The request: Gather each line of the rows below that contains the string "arched" and copy those lines in full.

Saved data entries
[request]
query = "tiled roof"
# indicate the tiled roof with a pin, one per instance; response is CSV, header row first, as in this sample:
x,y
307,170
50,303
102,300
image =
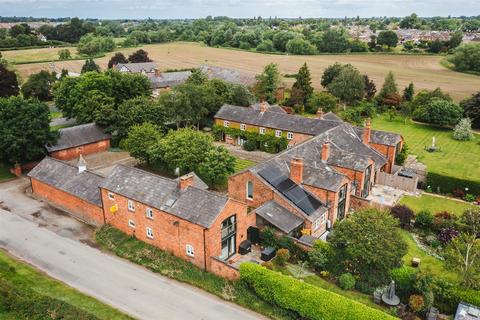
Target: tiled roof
x,y
63,176
279,216
168,79
276,120
193,204
78,136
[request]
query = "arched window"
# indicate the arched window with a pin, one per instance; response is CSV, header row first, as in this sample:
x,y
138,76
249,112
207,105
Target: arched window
x,y
229,233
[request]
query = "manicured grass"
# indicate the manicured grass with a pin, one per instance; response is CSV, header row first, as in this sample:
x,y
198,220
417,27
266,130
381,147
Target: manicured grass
x,y
173,267
435,266
242,164
457,159
434,204
25,278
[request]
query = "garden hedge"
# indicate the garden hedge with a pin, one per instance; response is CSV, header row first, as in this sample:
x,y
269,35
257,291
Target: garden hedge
x,y
308,301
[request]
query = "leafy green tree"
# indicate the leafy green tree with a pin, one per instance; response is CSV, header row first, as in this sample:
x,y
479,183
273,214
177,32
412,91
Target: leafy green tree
x,y
140,139
89,66
24,129
463,255
216,166
64,54
300,46
116,59
8,82
471,109
139,56
388,38
440,112
369,245
304,83
409,92
321,100
39,85
268,82
466,58
348,86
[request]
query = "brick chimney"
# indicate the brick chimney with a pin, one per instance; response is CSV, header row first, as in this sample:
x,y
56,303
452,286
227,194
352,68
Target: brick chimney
x,y
366,132
263,106
325,151
185,181
296,170
320,113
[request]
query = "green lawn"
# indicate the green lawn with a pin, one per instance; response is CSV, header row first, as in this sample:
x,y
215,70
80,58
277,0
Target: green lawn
x,y
427,262
24,277
458,159
434,204
242,164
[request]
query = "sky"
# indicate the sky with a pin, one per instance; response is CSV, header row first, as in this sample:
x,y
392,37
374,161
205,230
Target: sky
x,y
134,9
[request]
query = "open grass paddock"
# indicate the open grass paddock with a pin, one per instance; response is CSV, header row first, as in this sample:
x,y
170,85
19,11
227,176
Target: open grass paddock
x,y
425,71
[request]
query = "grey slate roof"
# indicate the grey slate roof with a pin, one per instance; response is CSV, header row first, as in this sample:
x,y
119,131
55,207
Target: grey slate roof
x,y
63,176
228,75
137,67
168,79
279,216
276,120
195,205
78,136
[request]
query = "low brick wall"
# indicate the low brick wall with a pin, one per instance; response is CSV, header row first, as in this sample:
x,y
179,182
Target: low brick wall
x,y
223,269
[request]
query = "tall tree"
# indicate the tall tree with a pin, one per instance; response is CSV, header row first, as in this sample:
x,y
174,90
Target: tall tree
x,y
24,129
116,59
8,82
304,83
139,56
268,82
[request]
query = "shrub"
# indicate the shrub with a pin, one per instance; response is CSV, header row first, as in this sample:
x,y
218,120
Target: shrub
x,y
424,220
416,302
283,255
309,302
402,213
346,281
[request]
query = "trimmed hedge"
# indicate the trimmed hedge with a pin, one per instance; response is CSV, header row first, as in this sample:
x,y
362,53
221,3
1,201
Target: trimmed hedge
x,y
448,184
307,301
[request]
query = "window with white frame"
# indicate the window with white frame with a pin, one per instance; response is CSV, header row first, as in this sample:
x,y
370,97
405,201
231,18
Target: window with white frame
x,y
149,213
149,233
189,250
131,206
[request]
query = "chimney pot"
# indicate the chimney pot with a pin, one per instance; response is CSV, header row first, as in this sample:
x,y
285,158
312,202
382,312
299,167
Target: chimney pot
x,y
185,181
296,170
325,151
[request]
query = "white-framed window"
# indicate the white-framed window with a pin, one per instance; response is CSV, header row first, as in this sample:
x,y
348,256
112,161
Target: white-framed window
x,y
149,213
249,190
131,206
149,233
189,250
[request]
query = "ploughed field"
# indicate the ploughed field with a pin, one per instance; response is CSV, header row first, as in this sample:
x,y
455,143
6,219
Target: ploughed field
x,y
424,71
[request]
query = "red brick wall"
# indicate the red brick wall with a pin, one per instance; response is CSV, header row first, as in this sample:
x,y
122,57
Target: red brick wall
x,y
79,208
73,153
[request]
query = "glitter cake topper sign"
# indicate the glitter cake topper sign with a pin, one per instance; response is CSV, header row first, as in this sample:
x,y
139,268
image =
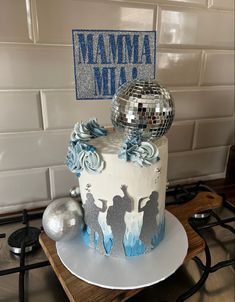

Result of the task:
query = "arched window"
# indicate the arched window with a pin, one per instance; response is CSV, header row first, as in this sample:
Target: arched window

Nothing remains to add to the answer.